:: REQUIRED TASKS ::
(a) Answer these questions from the blog post about visiting a mother, one answer per line, marked the same way:
(i) How long is the drive to the mother's home?
(ii) What disease does the mother have?
(iii) Her new church belongs to which denomination?
(b) List every practice of the mother's new congregation that the blog post about visiting a mother names after saying she has been impressed and surprised.
(c) Summarize the blog post about visiting a mother in three sentences.

STUDY TEXT: Begin

I visited my mother today. It’s only 2 hours drive, but there are times that it seems like a huge distance, and a major task to get there.
It was really great to see her again. She's got Myasthenia Gravis, which is a nasty auto-immune disease that causes the neuro-muscular junction of nerves to degenerate. The effect is increasing weakness and breathlessness. Treatment to slow the disease is possible, but there's no cure. As a result of the drugs she takes her immune system is quite compromised, and she's very susceptible to infection. We had to leave Sarah behind because of her cold, which was a shame, but it did mean Chris and I got a couple of hours talking time on the way down.
Anyway, she’s just moved churches for a variety of practical reasons to do with age and frailty. The church she felt God join her to is an Anglican congregation – something she struggled with as a lifetime evangelical. Actually she’s been impressed and surprised - they appear to be a non-traditional group, enjoying free worship, trying to reach out to people around them and preaching a need for personal belief in Jesus and repentance. They even practice believer’s baptism. :-)
As part of our conversation we discussed what it means to be evangelical (weird phrase – not being what it sounds like it should mean). The conclusion was that evangelicals place an emphasis on Christians knowing God for themselves, non-evangelicals having a more general belief that having the appropriate behaviour patterns and reciting the correct words is what God wants, the personal aspect being unimportant.
Maybe this isn’t really the true distinguishing sign, but I’m starting to think that it’s the reality of the situation. More and more I seem to hear people ‘discussing’ the meaning of the word of God, as if it were a subject for intellectual interpretation. It’s an easy trap to fall in, as I’ve found. But I quite seriously wonder if this is what’s at the root of the stagnation of so many of God’s moves throughout the years. Focussing on what we know, rather than what God’s saying and doing next. I wonder if this the cause of the resurgence in ‘traditional’ forms of worship. And also the increasingly clear polarisation between a ‘liberal’ church and one which values God’s feelings, whether Anglican or otherwise.
It’s very hard to have a good relationship with one you love if you keep offending or hurting them.

STUDY TEXT: End
DATA EXCERPTS: Begin

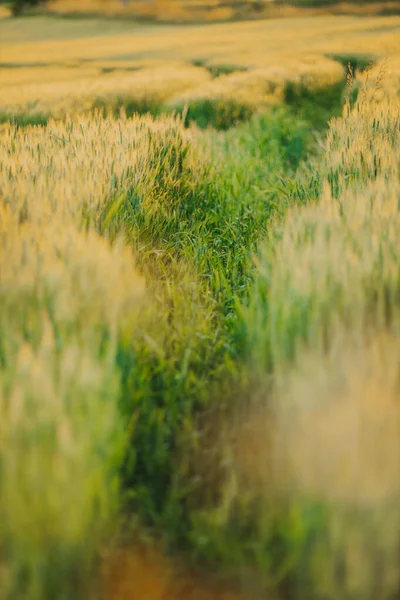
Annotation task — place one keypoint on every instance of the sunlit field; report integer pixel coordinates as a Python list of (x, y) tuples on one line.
[(200, 309)]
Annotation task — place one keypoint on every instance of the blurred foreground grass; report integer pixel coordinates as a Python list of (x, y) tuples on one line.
[(199, 329)]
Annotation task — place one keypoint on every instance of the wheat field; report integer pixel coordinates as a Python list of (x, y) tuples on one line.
[(200, 309)]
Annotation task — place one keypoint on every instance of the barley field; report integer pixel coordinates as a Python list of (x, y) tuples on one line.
[(200, 309)]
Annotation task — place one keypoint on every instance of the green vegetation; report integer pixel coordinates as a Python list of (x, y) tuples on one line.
[(199, 316)]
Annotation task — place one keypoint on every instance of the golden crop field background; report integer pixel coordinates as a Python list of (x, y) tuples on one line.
[(200, 309)]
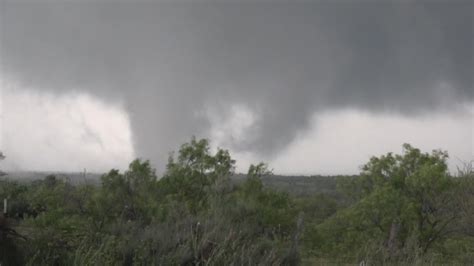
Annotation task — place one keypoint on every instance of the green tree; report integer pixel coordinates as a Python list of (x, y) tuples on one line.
[(400, 200)]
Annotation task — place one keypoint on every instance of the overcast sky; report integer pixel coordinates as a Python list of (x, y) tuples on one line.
[(310, 87)]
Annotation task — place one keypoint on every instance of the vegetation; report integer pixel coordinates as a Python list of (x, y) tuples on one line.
[(401, 209)]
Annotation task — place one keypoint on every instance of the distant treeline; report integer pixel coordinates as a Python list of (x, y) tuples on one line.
[(401, 209)]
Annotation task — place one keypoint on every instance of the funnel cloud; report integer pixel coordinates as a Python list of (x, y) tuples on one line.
[(181, 67)]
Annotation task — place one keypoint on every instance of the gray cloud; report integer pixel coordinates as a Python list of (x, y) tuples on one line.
[(169, 61)]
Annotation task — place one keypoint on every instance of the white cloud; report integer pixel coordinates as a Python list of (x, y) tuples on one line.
[(67, 132), (341, 141)]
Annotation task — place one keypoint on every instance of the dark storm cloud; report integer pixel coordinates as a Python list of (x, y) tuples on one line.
[(283, 61)]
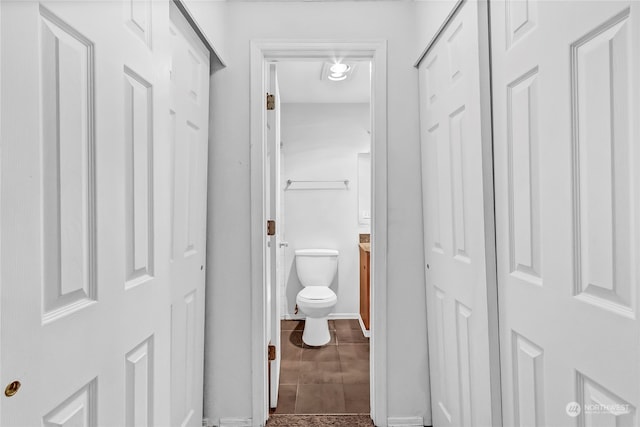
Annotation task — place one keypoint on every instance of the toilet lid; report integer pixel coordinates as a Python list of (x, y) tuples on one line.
[(316, 293)]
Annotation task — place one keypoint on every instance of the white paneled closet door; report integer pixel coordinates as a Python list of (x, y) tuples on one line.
[(188, 116), (453, 182), (566, 107), (85, 213)]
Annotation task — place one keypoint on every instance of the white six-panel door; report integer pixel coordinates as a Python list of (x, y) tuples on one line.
[(189, 122), (452, 178), (85, 216), (566, 107), (274, 244)]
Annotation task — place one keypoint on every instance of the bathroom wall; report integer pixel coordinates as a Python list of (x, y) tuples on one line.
[(322, 142), (228, 347)]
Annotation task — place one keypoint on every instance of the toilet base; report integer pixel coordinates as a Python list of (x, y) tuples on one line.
[(316, 331)]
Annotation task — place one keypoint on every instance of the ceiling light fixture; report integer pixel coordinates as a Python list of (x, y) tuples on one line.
[(339, 68)]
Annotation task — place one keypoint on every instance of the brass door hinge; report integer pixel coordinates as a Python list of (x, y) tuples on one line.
[(271, 352)]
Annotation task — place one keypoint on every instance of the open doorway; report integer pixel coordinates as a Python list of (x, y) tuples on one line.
[(319, 192), (265, 325)]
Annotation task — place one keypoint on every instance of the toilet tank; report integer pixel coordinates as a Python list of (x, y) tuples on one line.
[(316, 267)]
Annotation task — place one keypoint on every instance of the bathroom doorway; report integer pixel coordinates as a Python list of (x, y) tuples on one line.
[(325, 180), (323, 187)]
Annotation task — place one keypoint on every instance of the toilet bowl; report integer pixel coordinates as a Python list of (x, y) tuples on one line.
[(316, 269)]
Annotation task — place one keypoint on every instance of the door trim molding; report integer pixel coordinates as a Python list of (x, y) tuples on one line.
[(263, 51), (488, 183)]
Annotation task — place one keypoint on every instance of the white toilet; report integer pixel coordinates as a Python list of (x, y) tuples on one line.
[(316, 270)]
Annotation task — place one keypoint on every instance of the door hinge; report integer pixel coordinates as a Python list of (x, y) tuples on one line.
[(271, 102), (271, 352), (271, 227)]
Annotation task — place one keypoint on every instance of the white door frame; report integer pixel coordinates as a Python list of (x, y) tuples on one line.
[(263, 51), (486, 113)]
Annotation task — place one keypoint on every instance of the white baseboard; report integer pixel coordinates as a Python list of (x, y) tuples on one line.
[(235, 422), (343, 315), (366, 332), (405, 422), (331, 316), (288, 316)]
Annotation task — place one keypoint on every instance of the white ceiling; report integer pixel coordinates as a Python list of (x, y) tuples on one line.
[(300, 82)]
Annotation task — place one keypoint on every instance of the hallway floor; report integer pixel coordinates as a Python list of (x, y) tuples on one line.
[(324, 380)]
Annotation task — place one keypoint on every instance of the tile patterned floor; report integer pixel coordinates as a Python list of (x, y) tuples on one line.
[(332, 379)]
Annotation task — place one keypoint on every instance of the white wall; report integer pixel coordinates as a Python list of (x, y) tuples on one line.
[(322, 142), (430, 15), (210, 15), (228, 330)]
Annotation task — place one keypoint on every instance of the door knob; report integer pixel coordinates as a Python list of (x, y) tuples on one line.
[(12, 388)]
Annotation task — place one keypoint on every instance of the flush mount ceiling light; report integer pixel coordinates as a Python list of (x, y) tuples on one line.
[(337, 71)]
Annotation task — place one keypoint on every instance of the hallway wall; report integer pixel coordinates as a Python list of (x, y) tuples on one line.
[(228, 390)]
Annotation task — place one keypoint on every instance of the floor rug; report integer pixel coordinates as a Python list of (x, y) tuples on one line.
[(337, 420)]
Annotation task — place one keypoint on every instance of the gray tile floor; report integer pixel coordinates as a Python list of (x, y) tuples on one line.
[(324, 380)]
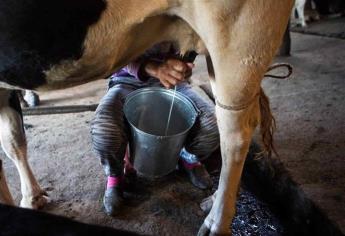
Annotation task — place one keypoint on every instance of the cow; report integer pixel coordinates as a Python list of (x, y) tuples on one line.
[(55, 44)]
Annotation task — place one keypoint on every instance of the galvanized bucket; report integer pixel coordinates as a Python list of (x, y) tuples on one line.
[(153, 153)]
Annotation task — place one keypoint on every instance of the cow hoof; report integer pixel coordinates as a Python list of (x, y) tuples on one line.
[(206, 204), (205, 231), (36, 202), (31, 98)]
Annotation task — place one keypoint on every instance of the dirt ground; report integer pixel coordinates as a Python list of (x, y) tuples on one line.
[(310, 114)]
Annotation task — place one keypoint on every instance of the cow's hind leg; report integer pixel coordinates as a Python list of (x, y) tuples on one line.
[(12, 138), (5, 195), (241, 37)]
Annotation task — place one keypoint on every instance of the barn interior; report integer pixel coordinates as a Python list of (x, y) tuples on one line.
[(299, 192)]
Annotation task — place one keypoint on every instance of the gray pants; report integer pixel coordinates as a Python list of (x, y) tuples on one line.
[(110, 131)]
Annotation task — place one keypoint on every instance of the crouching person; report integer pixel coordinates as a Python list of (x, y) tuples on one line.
[(158, 66)]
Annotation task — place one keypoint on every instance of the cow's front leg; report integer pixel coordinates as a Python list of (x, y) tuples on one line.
[(13, 142)]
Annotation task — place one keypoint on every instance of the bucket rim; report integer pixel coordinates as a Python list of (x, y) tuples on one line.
[(169, 91)]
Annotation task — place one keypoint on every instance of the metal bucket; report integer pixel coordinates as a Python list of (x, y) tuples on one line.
[(153, 153)]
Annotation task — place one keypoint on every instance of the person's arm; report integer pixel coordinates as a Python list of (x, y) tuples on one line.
[(169, 72), (137, 67)]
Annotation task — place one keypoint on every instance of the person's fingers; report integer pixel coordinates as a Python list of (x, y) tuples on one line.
[(190, 65), (177, 65), (188, 74), (171, 80), (177, 75), (165, 84)]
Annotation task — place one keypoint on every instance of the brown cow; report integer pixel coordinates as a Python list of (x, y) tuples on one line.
[(56, 44)]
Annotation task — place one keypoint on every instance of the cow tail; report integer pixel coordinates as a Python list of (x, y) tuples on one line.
[(267, 125)]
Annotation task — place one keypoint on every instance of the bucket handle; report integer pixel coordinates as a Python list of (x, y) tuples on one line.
[(198, 112)]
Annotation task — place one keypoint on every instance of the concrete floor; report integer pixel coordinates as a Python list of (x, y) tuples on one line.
[(310, 114)]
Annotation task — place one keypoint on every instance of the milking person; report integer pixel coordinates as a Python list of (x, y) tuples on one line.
[(158, 66)]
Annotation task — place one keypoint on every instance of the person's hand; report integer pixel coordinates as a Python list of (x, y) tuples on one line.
[(170, 72)]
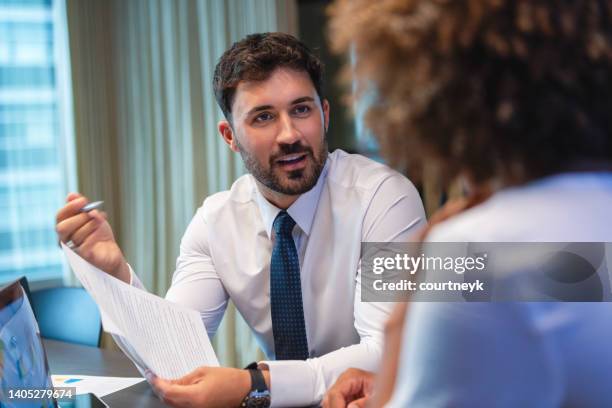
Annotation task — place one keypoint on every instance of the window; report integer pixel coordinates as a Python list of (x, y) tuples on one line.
[(35, 146)]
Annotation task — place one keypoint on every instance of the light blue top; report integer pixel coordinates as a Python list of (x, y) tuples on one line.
[(515, 354)]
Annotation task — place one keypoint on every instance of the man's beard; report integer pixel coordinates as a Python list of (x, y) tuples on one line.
[(293, 182)]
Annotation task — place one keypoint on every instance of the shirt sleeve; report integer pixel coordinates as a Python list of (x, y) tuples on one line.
[(195, 283), (394, 213)]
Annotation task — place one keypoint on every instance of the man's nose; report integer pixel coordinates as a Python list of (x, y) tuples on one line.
[(288, 133)]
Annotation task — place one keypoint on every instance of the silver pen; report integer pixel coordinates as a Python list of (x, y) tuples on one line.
[(92, 206)]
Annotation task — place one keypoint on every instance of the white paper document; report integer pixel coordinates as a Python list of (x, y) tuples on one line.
[(100, 386), (162, 336)]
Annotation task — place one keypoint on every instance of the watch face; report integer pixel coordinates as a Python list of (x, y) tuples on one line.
[(258, 399)]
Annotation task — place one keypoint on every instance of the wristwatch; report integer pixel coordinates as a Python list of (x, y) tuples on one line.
[(259, 396)]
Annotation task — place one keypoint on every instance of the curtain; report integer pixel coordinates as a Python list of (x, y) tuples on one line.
[(145, 123)]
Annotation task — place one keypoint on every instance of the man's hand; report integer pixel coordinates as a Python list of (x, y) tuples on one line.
[(353, 389), (208, 387), (92, 237)]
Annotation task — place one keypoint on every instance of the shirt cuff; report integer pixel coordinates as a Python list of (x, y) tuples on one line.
[(134, 281), (292, 383)]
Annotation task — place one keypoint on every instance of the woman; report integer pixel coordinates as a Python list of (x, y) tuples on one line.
[(513, 95)]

DATA EXCERPTS: End

:: SOLUTIONS TO THE PROBLEMS ::
(a)
(i) 2 hours.
(ii) Myasthenia Gravis.
(iii) Anglican.

(b)
- Enjoying free worship
- Trying to reach out to people around them
- Preaching a need for personal belief in Jesus and repentance
- Practicing believer's baptism

(c) The writer visited a mother who has Myasthenia Gravis, an incurable auto-immune disease whose treatment leaves her susceptible to infection, and who has moved, as a lifetime evangelical, to an Anglican congregation that turned out to be non-traditional. In conversation they concluded that evangelicals emphasize Christians knowing God for themselves, while non-evangelicals hold that proper behavior and correct words are what God wants. The writer suspects that treating God's word as a subject for intellectual interpretation, rather than attending to what God is saying and doing next, may underlie the stagnation of many of God's moves and the growing polarization within the church.